QUESITO A: Nel brano su Orvieto e Viterbo, chi viene indicato come strenuo promotore del distretto della Tuscia?
QUESITO B: Prosegui l'articolo su Orvieto e Viterbo a partire dalla sua ultima frase.

BRANO DI LETTURA:
·····

Orvieto e Viterbo complementari, un territorio omogeneo che ha sempre più evidenti ragioni per stare insieme in un progetto comune di sviluppo, appoggiato su un robusto substrato culturale?
E’ possibile, forse è opportuno, addirittura necessario. Certo è argomento all’ordine del giorno dell’agenda politico-amministrativa, soprattutto dopo l’abolizione della Provincia di Terni ed il subbuglio istituzionale di questi tempi.
Il consigliere provinciale Giorgio Santelli, un paio di giorni fa, ricordava come si stia lavorando su questo versante per salvare il tribunale di Orvieto e valorizzare contemporaneamente i servizi della giustizia viterbese. Il Comitato civico per il Corpus Domini e Silvio Manglaviti stanno contribuendo con straordinaria efficacia alla riscoperta di una comunione culturale di cui ormai è tempo di prendere coscienza e di inserirla profondamente nel dibattito sul riassetto dei territori.
C’è già un distretto della Tuscia di cui Carlo Perali è stato strenuo promotore.
L’esperienza della lista elettorale della Tuscia, che elesse ad Orvieto due consiglieri comunali una quindicina d’anni fa, può servire per capire gli errori che furono compiuti allora e, magari, non ripeterli.
Insomma, non partiamo da zero.
Anche sul versante viterbese si è aperto un ragionamento su questa vicinanza riscoperta e Silvio Manglaviti ci offre di seguito una rassegna che rigiriamo ai lettori, insieme a poche nostre note sulla storia recente.

·····

DATI DA ESAMINARE:
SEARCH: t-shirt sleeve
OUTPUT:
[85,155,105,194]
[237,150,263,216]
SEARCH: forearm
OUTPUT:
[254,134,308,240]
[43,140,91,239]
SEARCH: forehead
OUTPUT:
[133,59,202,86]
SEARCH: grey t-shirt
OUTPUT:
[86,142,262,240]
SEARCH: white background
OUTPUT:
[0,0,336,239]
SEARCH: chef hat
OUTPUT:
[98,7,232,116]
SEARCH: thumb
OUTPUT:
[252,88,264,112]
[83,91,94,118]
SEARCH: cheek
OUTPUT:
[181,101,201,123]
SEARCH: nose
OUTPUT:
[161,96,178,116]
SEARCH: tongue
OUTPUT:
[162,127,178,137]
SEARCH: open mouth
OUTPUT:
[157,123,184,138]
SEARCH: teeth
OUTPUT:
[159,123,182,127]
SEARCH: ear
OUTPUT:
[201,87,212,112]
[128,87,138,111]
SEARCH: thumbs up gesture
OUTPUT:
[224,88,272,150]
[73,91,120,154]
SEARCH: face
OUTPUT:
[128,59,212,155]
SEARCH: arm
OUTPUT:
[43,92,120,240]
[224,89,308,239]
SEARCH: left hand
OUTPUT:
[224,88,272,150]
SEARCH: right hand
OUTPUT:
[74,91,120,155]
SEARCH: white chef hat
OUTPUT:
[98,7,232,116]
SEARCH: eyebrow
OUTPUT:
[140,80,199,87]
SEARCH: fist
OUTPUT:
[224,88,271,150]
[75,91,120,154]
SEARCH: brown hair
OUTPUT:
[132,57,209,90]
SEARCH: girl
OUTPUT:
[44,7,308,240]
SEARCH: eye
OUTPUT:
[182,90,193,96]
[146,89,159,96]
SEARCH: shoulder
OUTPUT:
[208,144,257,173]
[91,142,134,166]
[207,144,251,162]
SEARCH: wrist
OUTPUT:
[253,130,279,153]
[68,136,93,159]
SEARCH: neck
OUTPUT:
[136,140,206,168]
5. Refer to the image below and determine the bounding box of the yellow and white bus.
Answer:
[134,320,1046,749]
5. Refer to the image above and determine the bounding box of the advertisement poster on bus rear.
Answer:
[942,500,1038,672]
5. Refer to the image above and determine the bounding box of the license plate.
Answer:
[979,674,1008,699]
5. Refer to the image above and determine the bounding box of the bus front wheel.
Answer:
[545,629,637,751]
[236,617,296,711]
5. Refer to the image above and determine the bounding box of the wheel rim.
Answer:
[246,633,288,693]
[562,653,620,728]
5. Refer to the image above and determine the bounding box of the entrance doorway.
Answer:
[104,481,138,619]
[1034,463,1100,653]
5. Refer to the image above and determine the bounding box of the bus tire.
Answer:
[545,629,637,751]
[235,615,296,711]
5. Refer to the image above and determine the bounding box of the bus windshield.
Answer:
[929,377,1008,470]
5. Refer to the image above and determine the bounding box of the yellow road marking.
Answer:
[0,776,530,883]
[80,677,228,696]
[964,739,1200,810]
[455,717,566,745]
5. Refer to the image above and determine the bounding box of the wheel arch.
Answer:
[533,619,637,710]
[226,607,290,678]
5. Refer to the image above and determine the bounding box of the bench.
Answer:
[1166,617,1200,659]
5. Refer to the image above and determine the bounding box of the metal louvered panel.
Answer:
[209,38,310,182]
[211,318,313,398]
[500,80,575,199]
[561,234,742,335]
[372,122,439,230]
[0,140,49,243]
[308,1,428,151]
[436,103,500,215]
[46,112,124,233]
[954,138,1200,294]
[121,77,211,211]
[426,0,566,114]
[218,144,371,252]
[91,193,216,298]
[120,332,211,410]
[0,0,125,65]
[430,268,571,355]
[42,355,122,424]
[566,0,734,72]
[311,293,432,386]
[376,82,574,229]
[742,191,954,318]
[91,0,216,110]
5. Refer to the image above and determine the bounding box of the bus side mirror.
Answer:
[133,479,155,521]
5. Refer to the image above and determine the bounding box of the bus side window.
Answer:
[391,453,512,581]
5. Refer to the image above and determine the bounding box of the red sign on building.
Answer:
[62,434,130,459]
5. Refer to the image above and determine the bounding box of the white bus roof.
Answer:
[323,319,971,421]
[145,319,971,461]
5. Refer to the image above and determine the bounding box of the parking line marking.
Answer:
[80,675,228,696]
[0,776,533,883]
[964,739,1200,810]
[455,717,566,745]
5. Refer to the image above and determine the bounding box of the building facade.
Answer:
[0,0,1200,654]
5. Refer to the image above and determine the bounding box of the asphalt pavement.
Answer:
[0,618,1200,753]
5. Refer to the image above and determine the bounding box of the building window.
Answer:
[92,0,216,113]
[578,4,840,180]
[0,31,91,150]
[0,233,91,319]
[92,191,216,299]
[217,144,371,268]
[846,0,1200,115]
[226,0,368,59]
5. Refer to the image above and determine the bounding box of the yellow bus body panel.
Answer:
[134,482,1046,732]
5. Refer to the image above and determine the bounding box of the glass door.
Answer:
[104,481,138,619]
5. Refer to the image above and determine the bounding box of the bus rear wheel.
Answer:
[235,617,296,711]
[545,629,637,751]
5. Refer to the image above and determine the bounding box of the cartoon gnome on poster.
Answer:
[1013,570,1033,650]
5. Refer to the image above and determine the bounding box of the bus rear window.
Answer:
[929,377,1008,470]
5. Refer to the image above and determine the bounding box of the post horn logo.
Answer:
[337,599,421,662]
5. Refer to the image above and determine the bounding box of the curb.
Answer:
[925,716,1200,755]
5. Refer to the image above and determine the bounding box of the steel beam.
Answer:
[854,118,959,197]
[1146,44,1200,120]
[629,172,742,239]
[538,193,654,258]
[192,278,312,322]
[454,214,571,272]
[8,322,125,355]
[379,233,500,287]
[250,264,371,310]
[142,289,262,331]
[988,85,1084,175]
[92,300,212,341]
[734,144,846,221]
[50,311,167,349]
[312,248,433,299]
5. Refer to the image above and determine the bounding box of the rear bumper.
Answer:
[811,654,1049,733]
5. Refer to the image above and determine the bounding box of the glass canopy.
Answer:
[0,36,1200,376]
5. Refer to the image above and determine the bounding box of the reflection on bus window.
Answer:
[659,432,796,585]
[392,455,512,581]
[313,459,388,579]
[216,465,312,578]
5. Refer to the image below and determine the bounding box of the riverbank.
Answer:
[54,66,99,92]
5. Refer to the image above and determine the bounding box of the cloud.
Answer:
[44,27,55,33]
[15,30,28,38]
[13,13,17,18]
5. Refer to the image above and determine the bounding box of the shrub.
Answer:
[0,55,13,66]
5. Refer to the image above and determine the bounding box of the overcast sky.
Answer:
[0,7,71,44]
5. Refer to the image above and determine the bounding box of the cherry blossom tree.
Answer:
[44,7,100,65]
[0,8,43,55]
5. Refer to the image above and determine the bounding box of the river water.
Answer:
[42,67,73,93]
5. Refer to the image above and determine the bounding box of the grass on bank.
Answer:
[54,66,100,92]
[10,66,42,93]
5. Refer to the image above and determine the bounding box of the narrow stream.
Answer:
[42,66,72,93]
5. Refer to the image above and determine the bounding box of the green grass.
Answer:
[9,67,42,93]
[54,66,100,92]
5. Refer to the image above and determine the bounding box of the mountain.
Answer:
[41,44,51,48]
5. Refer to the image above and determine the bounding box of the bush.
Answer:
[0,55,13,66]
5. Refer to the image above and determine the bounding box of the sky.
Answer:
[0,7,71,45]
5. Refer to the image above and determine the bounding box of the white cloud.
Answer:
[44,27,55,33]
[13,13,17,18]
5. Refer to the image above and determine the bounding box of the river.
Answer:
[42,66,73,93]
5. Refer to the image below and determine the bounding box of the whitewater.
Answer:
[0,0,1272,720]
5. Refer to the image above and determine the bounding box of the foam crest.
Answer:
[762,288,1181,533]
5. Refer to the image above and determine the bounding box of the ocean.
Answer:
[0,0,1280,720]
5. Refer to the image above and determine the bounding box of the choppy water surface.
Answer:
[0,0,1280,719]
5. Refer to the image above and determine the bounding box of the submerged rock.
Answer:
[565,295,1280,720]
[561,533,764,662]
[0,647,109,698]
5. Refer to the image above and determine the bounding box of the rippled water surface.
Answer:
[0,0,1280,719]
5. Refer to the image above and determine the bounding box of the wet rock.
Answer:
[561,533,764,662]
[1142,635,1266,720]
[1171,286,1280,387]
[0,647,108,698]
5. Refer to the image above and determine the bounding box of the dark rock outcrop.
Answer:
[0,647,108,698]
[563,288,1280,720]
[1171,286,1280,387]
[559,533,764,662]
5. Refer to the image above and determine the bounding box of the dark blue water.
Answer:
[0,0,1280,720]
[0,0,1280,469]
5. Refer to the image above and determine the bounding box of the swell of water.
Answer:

·····

RISPOSTA SCRITTA A: Carlo Perali.

RISPOSTA SCRITTA B:
Prima del 1970, quindi prima dell’istituzione delle regioni, gran parte dei rapporti commerciali e degli scambi interpersonali, dallo studio fino all’amore, erano sviluppati dall’Orvietano verso il Viterbese ed il contrario. Il rapporto con Terni e Perugia era in gran parte sostanziato dalla presenza di strutture politiche che operavano tenendo conto che il collegio elettorale per l’elezione della Camera dei deputati era costituito da Perugia, Terni e Rieti e che i partiti erano strutturati con una definizione provinciale e regionale, sul modello delle istituzioni.
Gli stradini della Provincia e gli orvietani che lavoravano alle acciaierie ed al polo chimico, secondo un flusso unidirezionale, costituivano il legame più consistente verso il capoluogo.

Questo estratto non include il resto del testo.